===== Records provided =====

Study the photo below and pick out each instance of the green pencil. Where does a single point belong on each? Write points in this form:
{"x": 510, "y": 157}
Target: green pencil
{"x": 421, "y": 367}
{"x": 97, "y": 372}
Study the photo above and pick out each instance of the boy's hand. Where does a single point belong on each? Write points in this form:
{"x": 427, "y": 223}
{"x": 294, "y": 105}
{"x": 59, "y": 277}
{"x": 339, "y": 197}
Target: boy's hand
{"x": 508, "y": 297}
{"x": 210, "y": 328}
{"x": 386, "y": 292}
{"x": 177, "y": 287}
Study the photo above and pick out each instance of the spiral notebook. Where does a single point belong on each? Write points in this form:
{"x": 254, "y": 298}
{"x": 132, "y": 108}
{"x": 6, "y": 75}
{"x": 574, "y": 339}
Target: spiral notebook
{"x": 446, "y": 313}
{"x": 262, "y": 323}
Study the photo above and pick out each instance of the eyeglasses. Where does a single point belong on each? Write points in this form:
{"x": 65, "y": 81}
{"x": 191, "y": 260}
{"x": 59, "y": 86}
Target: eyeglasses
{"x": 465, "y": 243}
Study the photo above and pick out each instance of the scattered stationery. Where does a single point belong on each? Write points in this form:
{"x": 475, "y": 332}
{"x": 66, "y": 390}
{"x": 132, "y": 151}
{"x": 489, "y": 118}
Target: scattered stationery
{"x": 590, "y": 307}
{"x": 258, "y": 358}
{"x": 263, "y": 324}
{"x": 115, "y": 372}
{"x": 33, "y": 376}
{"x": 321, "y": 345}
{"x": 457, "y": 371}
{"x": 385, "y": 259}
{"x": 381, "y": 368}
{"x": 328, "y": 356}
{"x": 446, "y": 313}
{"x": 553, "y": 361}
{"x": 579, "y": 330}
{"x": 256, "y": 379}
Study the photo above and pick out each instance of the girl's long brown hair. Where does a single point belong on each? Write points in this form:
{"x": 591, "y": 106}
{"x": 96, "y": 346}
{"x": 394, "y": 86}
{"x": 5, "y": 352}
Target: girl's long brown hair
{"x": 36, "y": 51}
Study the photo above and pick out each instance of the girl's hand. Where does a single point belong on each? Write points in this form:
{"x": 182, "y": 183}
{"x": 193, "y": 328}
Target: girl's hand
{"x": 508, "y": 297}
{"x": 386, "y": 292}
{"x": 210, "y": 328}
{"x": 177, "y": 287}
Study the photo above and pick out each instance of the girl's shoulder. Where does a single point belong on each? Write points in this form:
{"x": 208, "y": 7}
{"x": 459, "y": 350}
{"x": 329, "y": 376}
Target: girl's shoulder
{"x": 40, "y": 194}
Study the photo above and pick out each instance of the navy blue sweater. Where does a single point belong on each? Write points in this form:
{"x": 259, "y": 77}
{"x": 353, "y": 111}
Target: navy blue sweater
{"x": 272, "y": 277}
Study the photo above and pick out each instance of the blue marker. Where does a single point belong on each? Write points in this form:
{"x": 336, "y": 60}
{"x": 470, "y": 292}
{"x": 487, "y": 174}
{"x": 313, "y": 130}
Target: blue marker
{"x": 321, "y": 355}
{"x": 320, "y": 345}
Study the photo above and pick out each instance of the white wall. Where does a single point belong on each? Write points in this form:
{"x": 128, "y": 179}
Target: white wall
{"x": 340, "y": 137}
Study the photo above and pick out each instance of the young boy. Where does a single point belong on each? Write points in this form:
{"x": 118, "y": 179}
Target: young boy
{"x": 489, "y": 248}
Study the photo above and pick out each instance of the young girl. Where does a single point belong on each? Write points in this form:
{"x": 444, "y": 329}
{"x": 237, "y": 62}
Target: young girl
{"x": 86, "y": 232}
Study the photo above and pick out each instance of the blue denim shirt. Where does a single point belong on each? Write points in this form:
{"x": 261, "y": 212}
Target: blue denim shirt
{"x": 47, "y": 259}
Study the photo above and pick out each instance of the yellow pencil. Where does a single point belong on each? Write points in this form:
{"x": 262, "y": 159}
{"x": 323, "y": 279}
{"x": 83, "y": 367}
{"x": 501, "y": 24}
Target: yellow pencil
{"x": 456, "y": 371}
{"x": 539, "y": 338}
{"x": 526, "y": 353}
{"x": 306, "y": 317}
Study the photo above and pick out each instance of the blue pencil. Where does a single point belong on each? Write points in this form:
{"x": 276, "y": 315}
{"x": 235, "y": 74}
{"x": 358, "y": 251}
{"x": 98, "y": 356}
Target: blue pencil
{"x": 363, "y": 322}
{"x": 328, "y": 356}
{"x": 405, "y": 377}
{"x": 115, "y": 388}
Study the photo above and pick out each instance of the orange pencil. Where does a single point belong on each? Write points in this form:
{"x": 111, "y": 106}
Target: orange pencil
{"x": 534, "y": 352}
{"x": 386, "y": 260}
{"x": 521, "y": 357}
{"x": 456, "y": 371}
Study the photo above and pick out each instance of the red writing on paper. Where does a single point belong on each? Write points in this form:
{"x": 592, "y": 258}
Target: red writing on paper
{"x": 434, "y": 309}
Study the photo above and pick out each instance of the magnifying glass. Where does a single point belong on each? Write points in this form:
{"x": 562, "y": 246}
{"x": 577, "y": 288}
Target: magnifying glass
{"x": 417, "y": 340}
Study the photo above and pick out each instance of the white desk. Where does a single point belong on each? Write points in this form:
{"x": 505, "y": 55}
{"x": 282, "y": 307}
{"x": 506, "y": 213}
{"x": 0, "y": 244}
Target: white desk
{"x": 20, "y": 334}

=====

__Written problem__
Retype the listing exactly, in full.

__Solution below__
Study the photo below and pick out each instance of the green pencil. Where does a single point belong on each? Write points in this form:
{"x": 510, "y": 157}
Target: green pencil
{"x": 421, "y": 367}
{"x": 97, "y": 372}
Study the photo above and pick out each instance of the boy's hand. Where does a single point belong on each? Write points in this form:
{"x": 427, "y": 223}
{"x": 294, "y": 105}
{"x": 59, "y": 277}
{"x": 339, "y": 197}
Target: boy's hand
{"x": 508, "y": 297}
{"x": 210, "y": 328}
{"x": 386, "y": 292}
{"x": 177, "y": 287}
Study the photo above and pick out each instance of the spiral notebook. Where does a single point belong on each? Write points in this form:
{"x": 254, "y": 298}
{"x": 132, "y": 108}
{"x": 6, "y": 75}
{"x": 574, "y": 339}
Target: spiral notebook
{"x": 446, "y": 313}
{"x": 262, "y": 323}
Study the photo above and pick out each instance of the eyeglasses. Where does a single point belong on each? Write points in this form:
{"x": 65, "y": 81}
{"x": 191, "y": 260}
{"x": 59, "y": 86}
Target: eyeglasses
{"x": 465, "y": 243}
Study the photo above and pick out each instance of the scattered stationery. Where does a single point belong on each? Write points in this form:
{"x": 475, "y": 332}
{"x": 66, "y": 390}
{"x": 132, "y": 151}
{"x": 489, "y": 118}
Target: scattered stationery
{"x": 590, "y": 307}
{"x": 258, "y": 358}
{"x": 263, "y": 324}
{"x": 115, "y": 372}
{"x": 33, "y": 376}
{"x": 321, "y": 345}
{"x": 457, "y": 371}
{"x": 385, "y": 259}
{"x": 381, "y": 368}
{"x": 328, "y": 356}
{"x": 446, "y": 313}
{"x": 553, "y": 361}
{"x": 579, "y": 330}
{"x": 256, "y": 379}
Study the photo above and pick out each instance of the girl's long brown hair. Where does a single point belong on each? Write points in this form:
{"x": 591, "y": 106}
{"x": 96, "y": 346}
{"x": 394, "y": 86}
{"x": 5, "y": 352}
Target: girl's long brown hair
{"x": 36, "y": 51}
Study the photo above and pick out each instance of the girl's hand. Where does a single point belong on each? Write points in this form:
{"x": 182, "y": 183}
{"x": 193, "y": 328}
Target: girl's hand
{"x": 508, "y": 297}
{"x": 386, "y": 292}
{"x": 210, "y": 328}
{"x": 177, "y": 287}
Study the photo above and pick out each instance of the girl's shoulder. Where does a single point belong on each? Write points in this form:
{"x": 208, "y": 7}
{"x": 459, "y": 350}
{"x": 329, "y": 376}
Target: girl's shoulder
{"x": 40, "y": 194}
Study the photo above and pick out each instance of the navy blue sweater. Where does a single point belong on each? Write points in this form:
{"x": 259, "y": 77}
{"x": 353, "y": 111}
Target: navy blue sweater
{"x": 272, "y": 277}
Study the photo above and pick out each instance of the blue marker. Where does a single point belong on each? Write points in this form:
{"x": 336, "y": 60}
{"x": 470, "y": 292}
{"x": 487, "y": 174}
{"x": 313, "y": 130}
Target: blue marker
{"x": 321, "y": 355}
{"x": 320, "y": 345}
Study the photo above and pick out each instance of the white wall. Where does a single point belong on each? Write points in this form:
{"x": 128, "y": 179}
Target: white wall
{"x": 340, "y": 137}
Study the photo above and pick out each instance of the young boy. Where does a single point belong on each? Write points in this form:
{"x": 118, "y": 179}
Target: young boy
{"x": 489, "y": 248}
Study the photo above and pick out each instance of the young girl. Where does a single point belong on each? Write points in this form:
{"x": 444, "y": 329}
{"x": 237, "y": 62}
Target: young girl
{"x": 86, "y": 232}
Study the photo above and pick out each instance of the blue denim shirt. Where does a single point belong on each? Write points in this form:
{"x": 261, "y": 212}
Target: blue denim shirt
{"x": 47, "y": 259}
Study the photo above and pick out each instance of the yellow pencil. Where does a single point belong on each? Write points in this form:
{"x": 262, "y": 159}
{"x": 323, "y": 279}
{"x": 83, "y": 367}
{"x": 501, "y": 24}
Target: yellow pencil
{"x": 456, "y": 371}
{"x": 539, "y": 338}
{"x": 526, "y": 353}
{"x": 306, "y": 317}
Study the photo above and pick out each instance of the blue pencil. Where does a single point belong on each? Write points in this form:
{"x": 276, "y": 315}
{"x": 235, "y": 74}
{"x": 358, "y": 251}
{"x": 98, "y": 356}
Target: blue pencil
{"x": 363, "y": 322}
{"x": 328, "y": 356}
{"x": 405, "y": 377}
{"x": 115, "y": 388}
Study the photo above and pick out each instance of the orange pencil. Where does a single point belong on each? Write points in this form:
{"x": 111, "y": 106}
Target: orange pencil
{"x": 534, "y": 352}
{"x": 386, "y": 260}
{"x": 521, "y": 357}
{"x": 456, "y": 371}
Study the photo above and pick out each instance of the red writing on paper. Where does a single point belong on each? Write points in this form:
{"x": 592, "y": 258}
Target: red writing on paper
{"x": 434, "y": 309}
Study the photo above and pick out each instance of the magnifying glass. Where does a single point belong on each? Write points in this form:
{"x": 562, "y": 246}
{"x": 577, "y": 288}
Target: magnifying glass
{"x": 417, "y": 340}
Study the photo above and pick out each instance of the white desk. Where does a single point belong on each? Write points in this form:
{"x": 505, "y": 55}
{"x": 282, "y": 307}
{"x": 506, "y": 213}
{"x": 0, "y": 244}
Target: white desk
{"x": 20, "y": 334}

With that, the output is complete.